▸ DESCRIPTION OF THE TASK: Will you give every entry again exactly as it stands?

▸ MATERIALS PROVIDED:
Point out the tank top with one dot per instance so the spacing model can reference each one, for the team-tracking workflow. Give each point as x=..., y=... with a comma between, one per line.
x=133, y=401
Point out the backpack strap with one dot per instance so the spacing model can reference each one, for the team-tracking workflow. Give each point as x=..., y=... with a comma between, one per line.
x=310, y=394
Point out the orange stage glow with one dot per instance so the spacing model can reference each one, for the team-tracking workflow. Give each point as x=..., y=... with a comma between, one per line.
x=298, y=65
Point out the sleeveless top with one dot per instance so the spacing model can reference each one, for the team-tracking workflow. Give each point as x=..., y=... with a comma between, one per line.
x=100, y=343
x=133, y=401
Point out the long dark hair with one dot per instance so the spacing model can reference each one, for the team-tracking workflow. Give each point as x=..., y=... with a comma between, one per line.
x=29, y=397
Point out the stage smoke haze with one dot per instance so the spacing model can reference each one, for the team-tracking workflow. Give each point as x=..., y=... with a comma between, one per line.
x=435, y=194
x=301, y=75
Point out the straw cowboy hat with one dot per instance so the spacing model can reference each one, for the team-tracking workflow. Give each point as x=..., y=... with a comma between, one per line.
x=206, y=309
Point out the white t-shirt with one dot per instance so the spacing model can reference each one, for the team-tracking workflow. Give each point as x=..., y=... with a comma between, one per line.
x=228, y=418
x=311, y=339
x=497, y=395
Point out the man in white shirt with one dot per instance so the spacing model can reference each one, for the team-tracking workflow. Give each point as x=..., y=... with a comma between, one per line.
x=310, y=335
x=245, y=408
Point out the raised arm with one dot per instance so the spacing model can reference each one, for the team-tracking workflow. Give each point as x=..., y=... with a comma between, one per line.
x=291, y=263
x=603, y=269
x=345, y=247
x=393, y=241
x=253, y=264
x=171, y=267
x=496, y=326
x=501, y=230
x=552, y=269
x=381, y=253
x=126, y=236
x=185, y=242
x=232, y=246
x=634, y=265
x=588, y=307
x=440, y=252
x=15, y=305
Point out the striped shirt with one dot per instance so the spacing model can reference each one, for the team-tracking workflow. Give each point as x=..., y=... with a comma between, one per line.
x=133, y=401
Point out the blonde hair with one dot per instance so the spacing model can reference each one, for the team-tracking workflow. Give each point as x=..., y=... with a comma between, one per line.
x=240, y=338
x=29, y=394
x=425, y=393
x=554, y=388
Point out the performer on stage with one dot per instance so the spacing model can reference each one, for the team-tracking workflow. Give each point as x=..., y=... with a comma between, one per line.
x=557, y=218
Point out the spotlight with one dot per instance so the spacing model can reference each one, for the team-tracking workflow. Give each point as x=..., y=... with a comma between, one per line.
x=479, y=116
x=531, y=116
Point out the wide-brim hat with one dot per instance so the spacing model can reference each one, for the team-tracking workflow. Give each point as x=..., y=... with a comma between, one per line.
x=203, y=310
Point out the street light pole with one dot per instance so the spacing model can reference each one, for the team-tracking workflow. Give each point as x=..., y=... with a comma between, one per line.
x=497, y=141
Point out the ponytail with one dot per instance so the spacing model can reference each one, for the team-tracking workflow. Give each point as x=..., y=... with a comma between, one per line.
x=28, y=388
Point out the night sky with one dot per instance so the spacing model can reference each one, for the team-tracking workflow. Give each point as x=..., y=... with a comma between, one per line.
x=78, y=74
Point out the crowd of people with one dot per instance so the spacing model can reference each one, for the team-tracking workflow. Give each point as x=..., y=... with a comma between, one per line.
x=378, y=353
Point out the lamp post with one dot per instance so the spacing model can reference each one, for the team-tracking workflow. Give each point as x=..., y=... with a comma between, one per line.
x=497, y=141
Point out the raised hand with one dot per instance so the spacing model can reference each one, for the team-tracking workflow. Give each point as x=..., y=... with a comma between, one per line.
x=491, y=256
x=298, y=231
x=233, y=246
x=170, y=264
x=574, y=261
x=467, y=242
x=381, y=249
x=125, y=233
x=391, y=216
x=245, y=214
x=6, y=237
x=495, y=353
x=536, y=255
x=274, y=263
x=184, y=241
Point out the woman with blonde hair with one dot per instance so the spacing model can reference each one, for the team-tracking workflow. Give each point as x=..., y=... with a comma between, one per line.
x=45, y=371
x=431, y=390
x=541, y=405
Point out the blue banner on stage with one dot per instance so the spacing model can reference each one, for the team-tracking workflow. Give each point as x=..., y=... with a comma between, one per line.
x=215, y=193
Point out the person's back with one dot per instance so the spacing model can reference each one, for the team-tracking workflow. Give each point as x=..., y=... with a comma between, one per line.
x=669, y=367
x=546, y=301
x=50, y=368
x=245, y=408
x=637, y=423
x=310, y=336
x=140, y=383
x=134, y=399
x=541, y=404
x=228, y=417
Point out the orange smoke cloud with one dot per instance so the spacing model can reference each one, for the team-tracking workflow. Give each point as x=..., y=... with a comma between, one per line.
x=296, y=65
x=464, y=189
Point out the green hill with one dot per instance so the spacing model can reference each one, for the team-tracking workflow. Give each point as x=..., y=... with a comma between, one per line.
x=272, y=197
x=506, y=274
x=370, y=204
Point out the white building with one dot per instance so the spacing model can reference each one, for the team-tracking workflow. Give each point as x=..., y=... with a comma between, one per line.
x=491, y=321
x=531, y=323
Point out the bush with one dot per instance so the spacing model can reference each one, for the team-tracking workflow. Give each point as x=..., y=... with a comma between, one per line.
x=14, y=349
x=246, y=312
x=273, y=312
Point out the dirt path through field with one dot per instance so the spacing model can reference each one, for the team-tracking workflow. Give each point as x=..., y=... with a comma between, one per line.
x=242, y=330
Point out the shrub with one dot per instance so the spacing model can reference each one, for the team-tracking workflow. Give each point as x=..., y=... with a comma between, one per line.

▸ RESPONSE TO THIS TASK:
Point out the tank top with one dot per instance so the spacing model can reference each one, for the team-tracking workflow. Give each point as x=..., y=... with a comma between, one per line.
x=133, y=401
Point out the backpack strap with one dot per instance so the spacing model can reference each one, for the team-tracking workflow. Give each point as x=..., y=... with a comma between, one per line.
x=310, y=394
Point out the orange stage glow with one dot per instance so the spacing model can reference each one, for the team-tracking workflow. Give each point as x=..., y=... with a comma between, one per line.
x=298, y=65
Point out the sleeveless top with one dot per instance so the spacing model can reference each one, for the team-tracking workflow. Give each point as x=..., y=... with a comma between, one per line.
x=100, y=343
x=133, y=401
Point out the long dark hair with one dot per instance so the spacing model can reference each one, for the team-tracking workflow. Give each point as x=..., y=... with a comma between, one per line.
x=29, y=397
Point out the stage smoke haze with one dot per instance so the spacing model can reference each one, for the team-tracking workflow. Give each point as x=..., y=... with a comma between, one per line.
x=435, y=194
x=301, y=75
Point out the straw cowboy hat with one dot per instance so the spacing model can reference each one, for the team-tracking workflow. Give each point as x=..., y=... with a comma between, one per line.
x=206, y=309
Point out the white t-shirt with one dot per instance so the spacing model can reference each one, for the team-tracking workflow. Give each point as x=..., y=... with a comma between, one per line.
x=228, y=418
x=311, y=339
x=497, y=395
Point out the man in white shirt with one dot per instance so the spacing model can reference each one, for the team-tracking workflow. Give each point as x=..., y=... with a comma between, one per line.
x=310, y=335
x=245, y=408
Point out the raised arm with one dot per instance so the spacing model can reference each one, for the team-tracking workflow. Give each point as x=..., y=... with a comma between, one per line.
x=291, y=263
x=603, y=269
x=345, y=247
x=393, y=241
x=253, y=264
x=171, y=267
x=496, y=326
x=501, y=230
x=552, y=269
x=381, y=253
x=126, y=236
x=185, y=242
x=232, y=246
x=634, y=265
x=588, y=307
x=440, y=252
x=15, y=305
Point out the striped shirt with one dot per instance so the spacing model can reference each one, for the team-tracking workflow. Give each point as x=..., y=... with a comma between, one per line.
x=133, y=401
Point out the blonde hair with one dot per instance so the spacing model can reference each one, for the team-tracking workflow. Give each point as x=..., y=... with a comma between, one per line.
x=240, y=338
x=29, y=394
x=425, y=393
x=554, y=388
Point out the performer on stage with one dot per instance so the spacing model can reference each one, for the team-tracking workflow. Give each point as x=..., y=... with a comma between, one per line.
x=557, y=218
Point out the spotlight with one dot per instance so the spacing model can reference each one, for the team-tracking workflow. Give each point as x=..., y=... with a comma between, one per line.
x=479, y=116
x=531, y=116
Point out the wide-brim hat with one dot per instance so the spacing model can reference each one, for the team-tracking workflow. Give each point as x=..., y=... with a comma between, one per line.
x=203, y=310
Point out the street light pole with one dot per instance so the spacing model can reference each one, for the team-tracking workflow. Give each point as x=..., y=... with a comma between, one per line.
x=497, y=141
Point out the ponytail with one dot per instance so the spacing model can reference each one, for the team-tracking workflow. Give each point as x=..., y=... with a comma between, one per line.
x=28, y=388
Point out the night sky with one dot per instance so the spacing model can reference each one, for the team-tracking workflow. Give each point as x=..., y=... with a comma between, one per line.
x=78, y=74
Point out the crowd of people with one dot per instance so the spacing model can reference each one, for the team-tracking workflow. Give each point as x=..., y=... with a comma between, one per line.
x=378, y=353
Point out the lamp post with one dot per instance so the spacing model can reference each one, for the team-tracking workflow. Give each point as x=..., y=... with a comma between, one per line.
x=497, y=141
Point out the raised hand with one dot per instance so the spacing model can reference each one, for the team-tracking workflow. Give each point as x=..., y=... with a comma between, one per line.
x=491, y=256
x=298, y=231
x=233, y=246
x=170, y=264
x=574, y=261
x=467, y=242
x=381, y=249
x=125, y=233
x=391, y=216
x=245, y=214
x=6, y=237
x=495, y=353
x=536, y=255
x=274, y=263
x=184, y=241
Point out the woman with blonde hair with one dot per instance so the spacing model can reference each one, for the team-tracking workflow. Give each point as x=..., y=... with a comma between, one per line.
x=45, y=371
x=431, y=390
x=541, y=405
Point out the blue banner on stage with one dot per instance so the spacing model can reference each one, for the team-tracking workflow. Give each point as x=..., y=... with a comma between, one per line.
x=215, y=193
Point out the person's back with one dot per instance so the spacing model can reference each one, for the team-tracking workflow. Give each point as x=..., y=... with a comma between, one per line.
x=669, y=367
x=546, y=301
x=50, y=368
x=245, y=408
x=637, y=423
x=310, y=336
x=140, y=383
x=134, y=399
x=541, y=404
x=228, y=417
Point out the orange smoke cloud with one dot per instance so the spacing model can reference each one, for the team-tracking workflow. Give each point as x=..., y=... with a comma between, one per line.
x=296, y=65
x=464, y=189
Point out the green hill with one dot per instance so the spacing model can reference each one, for the team-tracking workflow. Give each point as x=..., y=... with a comma between, one per line.
x=272, y=197
x=506, y=274
x=370, y=204
Point out the white building with one dot per instance so the spacing model can reference each one, for the team-tracking workflow. Give each point as x=..., y=... with a comma between, one per line.
x=491, y=321
x=531, y=323
Point out the bush with one dot per instance so the spacing model can reference each one, for the team-tracking workflow. Give each point as x=..., y=... with a comma between, one per line.
x=14, y=349
x=246, y=312
x=273, y=312
Point out the dirt path through field with one dot per instance so the spacing model can reference each one, for the team-tracking workflow. Give each point as x=..., y=... with a comma between, one per line.
x=242, y=330
Point out the shrub with one dot per instance so the spacing model can reference each one, for the team-tracking workflow. Give each point as x=..., y=... with a comma between, one per line.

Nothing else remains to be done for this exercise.